▶ **Selected passage**

The CEDEP campus was opened in 1971 by the then French finance minister, Valery Giscard d'Estaing, who was to become France's president just three years later. Designed by a contemporary French architect, Bernard de la Tour d'Auvergne, who also helped design the original buildings on the INSEAD campus, the buildings combine brick and glass to reflect the colors of the surrounding Fontainebleau Forest. The buildings were extended in 2000 with additional wings that conserve the architectural style of the original buildings. The campus grounds also feature large sculptures by a number of celebrated European sculptors, including Francois-Xavier and Claude Lalanne, who designed the original campus, and Francesco Marino di Teana. The campus interior houses a notable collection of contemporary wall carpets by the likes of Sonia Delaunay (co-founder of the Orphism movement), Ivan da Silva-Bruhns and Natalia Dumitresco.

CEDEP's evolution was greatly influenced by two long-serving directors. In 1971 Salvatore Teresi, an INSEAD Marketing professor who was also one of CEDEP's founders, became its first director general. Over the following 20 years he oversaw an expansion in membership to 23 companies that resulted in more than 6,000 participants attending CEDEP's programs.

▶ **Supplied data**
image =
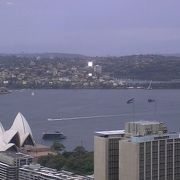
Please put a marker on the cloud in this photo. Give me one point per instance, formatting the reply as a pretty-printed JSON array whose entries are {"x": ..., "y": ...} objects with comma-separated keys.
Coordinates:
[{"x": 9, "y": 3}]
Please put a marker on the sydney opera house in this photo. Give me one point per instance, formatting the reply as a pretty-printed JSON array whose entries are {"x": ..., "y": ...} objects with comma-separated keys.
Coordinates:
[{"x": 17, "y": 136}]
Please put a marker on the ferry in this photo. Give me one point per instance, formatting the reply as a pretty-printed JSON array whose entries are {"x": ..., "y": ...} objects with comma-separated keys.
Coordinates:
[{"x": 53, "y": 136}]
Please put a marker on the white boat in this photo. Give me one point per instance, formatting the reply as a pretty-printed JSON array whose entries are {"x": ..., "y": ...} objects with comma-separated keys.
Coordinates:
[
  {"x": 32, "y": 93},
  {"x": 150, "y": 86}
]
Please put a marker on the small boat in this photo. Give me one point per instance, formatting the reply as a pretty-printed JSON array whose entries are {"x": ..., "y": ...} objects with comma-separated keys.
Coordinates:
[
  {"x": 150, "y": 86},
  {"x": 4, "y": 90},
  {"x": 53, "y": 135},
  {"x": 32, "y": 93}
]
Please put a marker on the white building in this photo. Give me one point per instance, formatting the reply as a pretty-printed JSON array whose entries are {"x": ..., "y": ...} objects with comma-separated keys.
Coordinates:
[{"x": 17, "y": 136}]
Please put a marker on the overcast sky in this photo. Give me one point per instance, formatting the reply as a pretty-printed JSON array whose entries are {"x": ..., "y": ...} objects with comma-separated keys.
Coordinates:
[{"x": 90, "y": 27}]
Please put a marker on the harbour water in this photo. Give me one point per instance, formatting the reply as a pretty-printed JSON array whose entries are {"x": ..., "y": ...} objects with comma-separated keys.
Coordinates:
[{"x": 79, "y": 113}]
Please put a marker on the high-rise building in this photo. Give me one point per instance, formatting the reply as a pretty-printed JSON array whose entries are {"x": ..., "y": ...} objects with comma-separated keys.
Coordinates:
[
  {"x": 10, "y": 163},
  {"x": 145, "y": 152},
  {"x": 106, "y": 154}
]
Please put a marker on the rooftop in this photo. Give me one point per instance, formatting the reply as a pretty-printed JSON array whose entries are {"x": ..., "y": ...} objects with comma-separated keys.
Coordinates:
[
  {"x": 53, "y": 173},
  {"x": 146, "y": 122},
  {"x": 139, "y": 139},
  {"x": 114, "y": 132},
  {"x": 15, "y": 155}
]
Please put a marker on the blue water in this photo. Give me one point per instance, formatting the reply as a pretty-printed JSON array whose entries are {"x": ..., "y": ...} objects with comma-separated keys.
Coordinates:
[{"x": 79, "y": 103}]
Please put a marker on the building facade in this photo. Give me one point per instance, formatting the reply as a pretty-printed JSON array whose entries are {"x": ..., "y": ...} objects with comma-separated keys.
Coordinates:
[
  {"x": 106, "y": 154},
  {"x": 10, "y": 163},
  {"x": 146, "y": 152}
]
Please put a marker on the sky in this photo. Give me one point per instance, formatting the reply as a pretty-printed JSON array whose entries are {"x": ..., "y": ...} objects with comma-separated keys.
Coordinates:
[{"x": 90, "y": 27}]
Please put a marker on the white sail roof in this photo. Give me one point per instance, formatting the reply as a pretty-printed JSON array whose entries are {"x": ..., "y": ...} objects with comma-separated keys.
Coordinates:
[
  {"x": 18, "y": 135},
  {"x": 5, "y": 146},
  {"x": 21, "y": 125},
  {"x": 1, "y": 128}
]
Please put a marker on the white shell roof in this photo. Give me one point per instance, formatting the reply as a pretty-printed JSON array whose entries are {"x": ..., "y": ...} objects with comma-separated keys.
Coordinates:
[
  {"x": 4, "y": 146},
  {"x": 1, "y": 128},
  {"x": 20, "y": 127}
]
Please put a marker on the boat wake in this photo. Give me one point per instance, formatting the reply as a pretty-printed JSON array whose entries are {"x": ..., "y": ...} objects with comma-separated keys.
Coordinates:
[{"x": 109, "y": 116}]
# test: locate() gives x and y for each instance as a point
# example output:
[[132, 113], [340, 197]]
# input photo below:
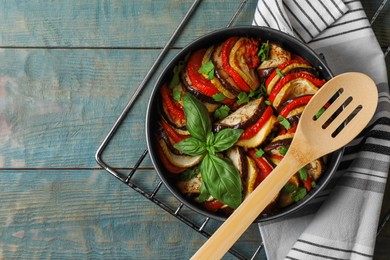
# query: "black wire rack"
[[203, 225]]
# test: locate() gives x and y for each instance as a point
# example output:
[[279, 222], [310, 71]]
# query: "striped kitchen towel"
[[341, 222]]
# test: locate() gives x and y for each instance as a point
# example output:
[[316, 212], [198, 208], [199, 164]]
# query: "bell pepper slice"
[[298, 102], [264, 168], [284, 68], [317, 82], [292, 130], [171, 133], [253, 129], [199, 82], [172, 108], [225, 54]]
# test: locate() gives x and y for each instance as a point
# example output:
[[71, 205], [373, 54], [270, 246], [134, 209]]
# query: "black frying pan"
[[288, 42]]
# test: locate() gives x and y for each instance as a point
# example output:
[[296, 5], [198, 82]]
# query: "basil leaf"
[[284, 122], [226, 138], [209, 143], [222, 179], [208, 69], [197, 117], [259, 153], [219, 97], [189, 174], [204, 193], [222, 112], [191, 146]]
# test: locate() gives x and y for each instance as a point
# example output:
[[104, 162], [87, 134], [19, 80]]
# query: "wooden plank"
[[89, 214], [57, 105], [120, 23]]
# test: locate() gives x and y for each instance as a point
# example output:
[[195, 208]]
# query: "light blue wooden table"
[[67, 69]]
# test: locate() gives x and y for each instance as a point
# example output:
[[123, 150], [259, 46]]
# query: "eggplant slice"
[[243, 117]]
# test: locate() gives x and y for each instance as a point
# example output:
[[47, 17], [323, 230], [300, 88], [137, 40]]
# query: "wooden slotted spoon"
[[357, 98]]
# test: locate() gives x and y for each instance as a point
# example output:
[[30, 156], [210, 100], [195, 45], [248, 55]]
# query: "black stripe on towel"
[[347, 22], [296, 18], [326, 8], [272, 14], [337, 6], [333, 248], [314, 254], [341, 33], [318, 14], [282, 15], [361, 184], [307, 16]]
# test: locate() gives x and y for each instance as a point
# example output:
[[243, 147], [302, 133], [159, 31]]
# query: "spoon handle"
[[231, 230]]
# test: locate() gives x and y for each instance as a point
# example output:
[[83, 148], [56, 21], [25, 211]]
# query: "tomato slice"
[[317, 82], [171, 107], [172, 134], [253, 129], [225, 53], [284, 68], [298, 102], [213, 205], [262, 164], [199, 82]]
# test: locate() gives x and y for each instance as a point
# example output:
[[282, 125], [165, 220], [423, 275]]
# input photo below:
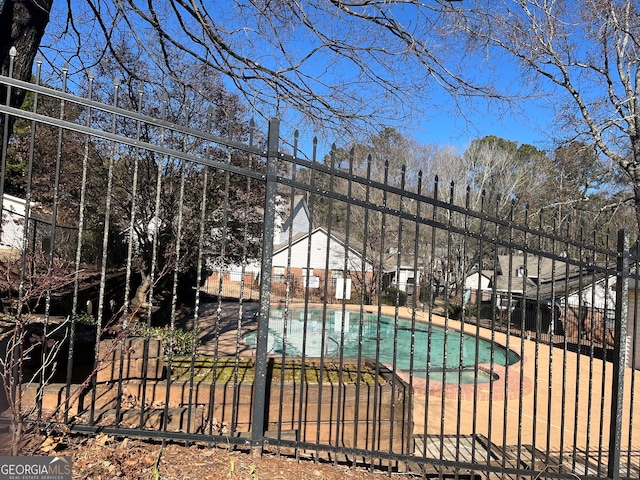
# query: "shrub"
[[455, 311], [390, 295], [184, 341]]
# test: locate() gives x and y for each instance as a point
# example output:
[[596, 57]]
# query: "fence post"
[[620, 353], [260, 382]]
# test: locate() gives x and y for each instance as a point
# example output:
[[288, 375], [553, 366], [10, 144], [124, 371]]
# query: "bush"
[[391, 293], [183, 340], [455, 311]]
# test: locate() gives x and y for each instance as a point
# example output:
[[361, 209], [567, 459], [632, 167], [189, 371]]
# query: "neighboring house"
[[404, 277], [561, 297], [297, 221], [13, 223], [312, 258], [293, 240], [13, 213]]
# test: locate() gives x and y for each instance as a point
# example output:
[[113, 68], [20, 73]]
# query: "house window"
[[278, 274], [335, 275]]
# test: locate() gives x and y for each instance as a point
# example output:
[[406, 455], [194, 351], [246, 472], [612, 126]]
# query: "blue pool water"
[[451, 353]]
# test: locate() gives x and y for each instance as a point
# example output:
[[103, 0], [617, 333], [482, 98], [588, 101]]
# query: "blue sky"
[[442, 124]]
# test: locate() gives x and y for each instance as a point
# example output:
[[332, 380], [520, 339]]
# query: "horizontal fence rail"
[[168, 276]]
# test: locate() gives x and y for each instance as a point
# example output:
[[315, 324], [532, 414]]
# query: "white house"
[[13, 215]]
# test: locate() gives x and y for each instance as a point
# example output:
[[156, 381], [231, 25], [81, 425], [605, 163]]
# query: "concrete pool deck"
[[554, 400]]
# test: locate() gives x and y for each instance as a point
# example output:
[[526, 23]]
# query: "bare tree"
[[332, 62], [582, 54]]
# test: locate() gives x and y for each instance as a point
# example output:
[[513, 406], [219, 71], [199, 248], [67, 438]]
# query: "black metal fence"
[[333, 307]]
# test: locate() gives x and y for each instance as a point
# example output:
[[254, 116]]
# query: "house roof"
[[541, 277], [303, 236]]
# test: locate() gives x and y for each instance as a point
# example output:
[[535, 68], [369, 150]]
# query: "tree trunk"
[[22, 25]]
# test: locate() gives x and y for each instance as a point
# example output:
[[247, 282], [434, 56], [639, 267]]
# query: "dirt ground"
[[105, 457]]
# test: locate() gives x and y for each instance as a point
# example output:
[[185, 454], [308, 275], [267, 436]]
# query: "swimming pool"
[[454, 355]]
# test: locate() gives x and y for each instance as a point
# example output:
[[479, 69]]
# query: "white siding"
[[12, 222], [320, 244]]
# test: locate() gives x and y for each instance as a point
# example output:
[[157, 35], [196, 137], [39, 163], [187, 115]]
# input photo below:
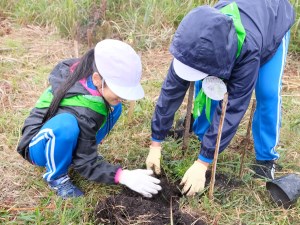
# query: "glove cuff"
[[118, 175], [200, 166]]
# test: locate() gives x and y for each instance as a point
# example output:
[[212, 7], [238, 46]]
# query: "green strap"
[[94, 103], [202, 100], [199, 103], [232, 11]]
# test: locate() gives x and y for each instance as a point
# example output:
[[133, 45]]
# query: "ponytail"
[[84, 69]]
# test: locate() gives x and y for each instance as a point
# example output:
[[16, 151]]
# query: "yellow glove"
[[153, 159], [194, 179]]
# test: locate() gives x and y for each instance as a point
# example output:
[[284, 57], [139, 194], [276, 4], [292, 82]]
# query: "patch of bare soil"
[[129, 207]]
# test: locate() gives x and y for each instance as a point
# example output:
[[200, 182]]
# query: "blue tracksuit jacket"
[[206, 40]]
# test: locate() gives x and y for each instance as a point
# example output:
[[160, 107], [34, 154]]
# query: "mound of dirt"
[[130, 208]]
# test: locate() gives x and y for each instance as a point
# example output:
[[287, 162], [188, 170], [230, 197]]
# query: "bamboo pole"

▶ **Task prompt**
Rewrite the text on CEDEP, beginning at the words "CEDEP's evolution was" and stopping after "attending CEDEP's programs.", with "director general" changed to "managing director".

▶ **Answer to the problem**
CEDEP's evolution was greatly influenced by two long-serving directors. In 1971 Salvatore Teresi, an INSEAD Marketing professor who was also one of CEDEP's founders, became its first managing director. Over the following 20 years he oversaw an expansion in membership to 23 companies that resulted in more than 6,000 participants attending CEDEP's programs.